Given problem - Reproduce every entry below word for word, omitting the pictures.

Entries from a data collection -
┌──
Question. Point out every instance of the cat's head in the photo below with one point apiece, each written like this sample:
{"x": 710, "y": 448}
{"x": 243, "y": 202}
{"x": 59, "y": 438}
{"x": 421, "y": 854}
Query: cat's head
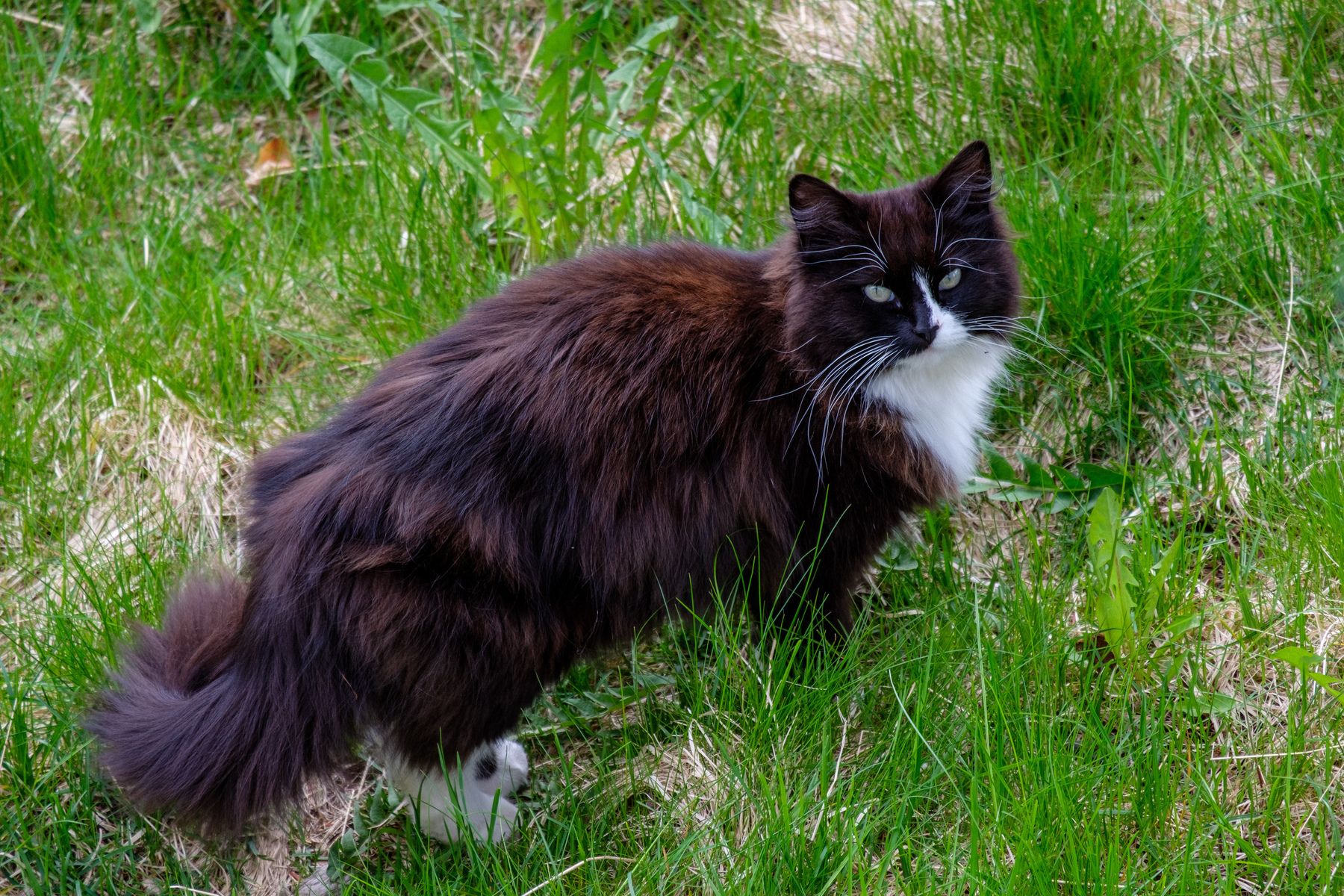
{"x": 914, "y": 274}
└──
Written answer -
Question. Point out every instance of the cat's head in the photo below with one point apiece, each written like this sample:
{"x": 710, "y": 448}
{"x": 243, "y": 202}
{"x": 59, "y": 438}
{"x": 421, "y": 854}
Query: cat's head
{"x": 914, "y": 274}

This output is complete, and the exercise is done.